[SPARK-48910][SQL] Use HashSet/HashMap to avoid linear searches in Pr…

…eprocessTableCreation ### What changes were proposed in this pull request? Use `HashSet`/`HashMap` instead of doing linear searches over the `Seq`. In case of 1000s of partitions this significantly improves the performance. ### Why are the changes needed? To avoid the O(n*m) passes in the `PreprocessTableCreation` ### Does this PR introduce _any_ user-facing change? No ### How was this patch tested? Existing UTs ### Was this patch authored or co-authored using generative AI tooling? No Closes apache#47484 from vladimirg-db/vladimirg-db/get-rid-of-linear-searches-preprocess-table-creation. Authored-by: Vladimir Golubev <vladimir.golubev@databricks.com> Signed-off-by: Wenchen Fan <wenchen@databricks.com>
vladimirg-db · Jul 29, 2024 · db03653 · db03653
1 parent efc6a75
commit db03653
Showing 1 changed file with 15 additions and 7 deletions.
diff --git a/sql/core/src/main/scala/org/apache/spark/sql/execution/datasources/rules.scala b/sql/core/src/main/scala/org/apache/spark/sql/execution/datasources/rules.scala
@@ -19,6 +19,7 @@ package org.apache.spark.sql.execution.datasources
 
 import java.util.Locale
 
+import scala.collection.mutable.{HashMap, HashSet}
 import scala.jdk.CollectionConverters._
 
 import org.apache.spark.sql.{AnalysisException, SaveMode, SparkSession}
@@ -248,10 +249,14 @@ case class PreprocessTableCreation(catalog: SessionCatalog) extends Rule[Logical
         DDLUtils.checkTableColumns(tableDesc.copy(schema = analyzedQuery.schema))
 
         val output = analyzedQuery.output
+
+        val outputByName = HashMap(output.map(o => o.name -> o): _*)
         val partitionAttrs = normalizedTable.partitionColumnNames.map { partCol =>
-          output.find(_.name == partCol).get
+          outputByName(partCol)
         }
-        val newOutput = output.filterNot(partitionAttrs.contains) ++ partitionAttrs
+        val partitionAttrsSet = HashSet(partitionAttrs: _*)

Dataset excerpts:
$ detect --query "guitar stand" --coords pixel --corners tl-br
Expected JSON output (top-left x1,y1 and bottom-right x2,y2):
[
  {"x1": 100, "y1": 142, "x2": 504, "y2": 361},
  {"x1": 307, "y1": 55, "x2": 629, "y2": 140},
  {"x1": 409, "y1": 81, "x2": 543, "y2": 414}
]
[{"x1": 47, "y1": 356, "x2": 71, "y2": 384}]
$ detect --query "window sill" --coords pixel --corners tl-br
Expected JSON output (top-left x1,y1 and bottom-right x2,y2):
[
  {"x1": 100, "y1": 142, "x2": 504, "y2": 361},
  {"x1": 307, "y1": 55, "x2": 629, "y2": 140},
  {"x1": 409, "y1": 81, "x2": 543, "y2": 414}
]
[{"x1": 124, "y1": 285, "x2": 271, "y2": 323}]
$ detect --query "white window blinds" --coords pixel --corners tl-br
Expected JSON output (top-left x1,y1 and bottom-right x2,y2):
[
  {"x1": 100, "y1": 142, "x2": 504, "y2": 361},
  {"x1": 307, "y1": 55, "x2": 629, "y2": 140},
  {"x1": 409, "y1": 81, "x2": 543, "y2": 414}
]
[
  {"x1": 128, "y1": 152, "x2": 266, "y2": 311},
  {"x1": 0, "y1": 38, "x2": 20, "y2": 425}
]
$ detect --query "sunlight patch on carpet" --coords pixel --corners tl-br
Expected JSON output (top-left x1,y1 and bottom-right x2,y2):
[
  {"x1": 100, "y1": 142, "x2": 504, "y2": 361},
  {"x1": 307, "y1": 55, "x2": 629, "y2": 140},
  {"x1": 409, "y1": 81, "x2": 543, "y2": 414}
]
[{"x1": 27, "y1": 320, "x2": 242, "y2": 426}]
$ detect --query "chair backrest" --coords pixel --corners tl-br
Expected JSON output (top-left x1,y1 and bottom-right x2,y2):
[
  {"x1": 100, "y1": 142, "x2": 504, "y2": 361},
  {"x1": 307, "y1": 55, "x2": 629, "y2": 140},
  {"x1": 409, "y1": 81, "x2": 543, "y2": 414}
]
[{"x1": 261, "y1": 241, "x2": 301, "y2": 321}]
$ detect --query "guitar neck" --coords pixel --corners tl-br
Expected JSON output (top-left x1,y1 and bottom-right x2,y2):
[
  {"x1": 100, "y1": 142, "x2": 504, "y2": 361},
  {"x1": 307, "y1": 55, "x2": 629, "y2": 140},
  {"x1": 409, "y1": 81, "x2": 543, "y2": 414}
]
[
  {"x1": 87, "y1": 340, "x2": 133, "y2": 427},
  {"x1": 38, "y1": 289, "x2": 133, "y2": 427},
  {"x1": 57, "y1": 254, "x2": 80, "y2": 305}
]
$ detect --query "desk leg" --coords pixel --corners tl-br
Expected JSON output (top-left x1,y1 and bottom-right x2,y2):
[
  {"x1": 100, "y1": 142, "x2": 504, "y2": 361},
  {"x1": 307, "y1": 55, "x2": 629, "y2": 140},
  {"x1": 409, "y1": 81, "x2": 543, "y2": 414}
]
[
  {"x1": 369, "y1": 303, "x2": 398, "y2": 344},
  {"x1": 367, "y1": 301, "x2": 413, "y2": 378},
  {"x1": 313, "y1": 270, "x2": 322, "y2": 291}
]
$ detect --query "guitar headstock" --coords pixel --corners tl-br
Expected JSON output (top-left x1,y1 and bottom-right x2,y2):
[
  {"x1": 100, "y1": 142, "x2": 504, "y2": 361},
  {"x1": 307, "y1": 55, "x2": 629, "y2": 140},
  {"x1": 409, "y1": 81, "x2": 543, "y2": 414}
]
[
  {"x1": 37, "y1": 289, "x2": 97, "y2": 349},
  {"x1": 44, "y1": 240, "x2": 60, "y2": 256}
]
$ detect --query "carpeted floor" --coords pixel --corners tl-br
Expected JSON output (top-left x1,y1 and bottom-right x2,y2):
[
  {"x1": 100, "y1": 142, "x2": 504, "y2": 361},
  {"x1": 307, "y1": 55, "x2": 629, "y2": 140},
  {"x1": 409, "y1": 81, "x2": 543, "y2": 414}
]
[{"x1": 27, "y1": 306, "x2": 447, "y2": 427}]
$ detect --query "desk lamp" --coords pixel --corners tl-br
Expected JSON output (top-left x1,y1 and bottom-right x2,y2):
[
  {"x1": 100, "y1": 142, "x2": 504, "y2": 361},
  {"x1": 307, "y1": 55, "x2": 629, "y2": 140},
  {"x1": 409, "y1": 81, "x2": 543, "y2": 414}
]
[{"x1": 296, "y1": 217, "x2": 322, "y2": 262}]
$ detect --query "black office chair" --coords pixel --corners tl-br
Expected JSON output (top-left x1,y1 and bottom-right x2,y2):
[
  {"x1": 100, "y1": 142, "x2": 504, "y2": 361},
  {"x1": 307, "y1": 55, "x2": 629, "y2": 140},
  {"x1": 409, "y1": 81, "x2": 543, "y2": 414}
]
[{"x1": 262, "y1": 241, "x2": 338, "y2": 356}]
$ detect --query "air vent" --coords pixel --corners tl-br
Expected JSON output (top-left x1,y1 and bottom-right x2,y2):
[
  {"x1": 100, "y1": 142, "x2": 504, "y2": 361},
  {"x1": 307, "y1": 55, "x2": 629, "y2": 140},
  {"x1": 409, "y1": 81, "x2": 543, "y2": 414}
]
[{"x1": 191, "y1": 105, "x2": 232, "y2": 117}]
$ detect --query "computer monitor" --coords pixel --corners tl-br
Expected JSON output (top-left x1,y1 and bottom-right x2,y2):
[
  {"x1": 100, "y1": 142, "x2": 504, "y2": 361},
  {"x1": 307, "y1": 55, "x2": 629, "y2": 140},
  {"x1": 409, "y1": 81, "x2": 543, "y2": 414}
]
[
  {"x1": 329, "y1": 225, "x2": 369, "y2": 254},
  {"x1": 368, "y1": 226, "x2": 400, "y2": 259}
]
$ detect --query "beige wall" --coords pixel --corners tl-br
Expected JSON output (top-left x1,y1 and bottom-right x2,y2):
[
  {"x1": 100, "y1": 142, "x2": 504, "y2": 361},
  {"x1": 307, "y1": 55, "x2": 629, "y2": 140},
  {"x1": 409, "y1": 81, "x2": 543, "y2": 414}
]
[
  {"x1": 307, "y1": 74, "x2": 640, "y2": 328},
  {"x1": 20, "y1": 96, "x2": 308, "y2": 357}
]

To-do list:
1. Update the Spark commit page from "val output = analyzedQuery.output" to "partitionAttrsSet = HashSet(partitionAttrs: _*)", changing "outputByName" to "outputMap" everywhere it occurs.
2. List every heading marked with ### in the pull request description on the Spark commit page.

Solutions to the exercise:
1.
val output = analyzedQuery.output
+
+        val outputMap = HashMap(output.map(o => o.name -> o): _*)
         val partitionAttrs = normalizedTable.partitionColumnNames.map { partCol =>
-          output.find(_.name == partCol).get
+          outputMap(partCol)
         }
-        val newOutput = output.filterNot(partitionAttrs.contains) ++ partitionAttrs
+        val partitionAttrsSet = HashSet(partitionAttrs: _*)

2.
- What changes were proposed in this pull request?
- Why are the changes needed?
- Does this PR introduce _any_ user-facing change?
- How was this patch tested?
- Was this patch authored or co-authored using generative AI tooling?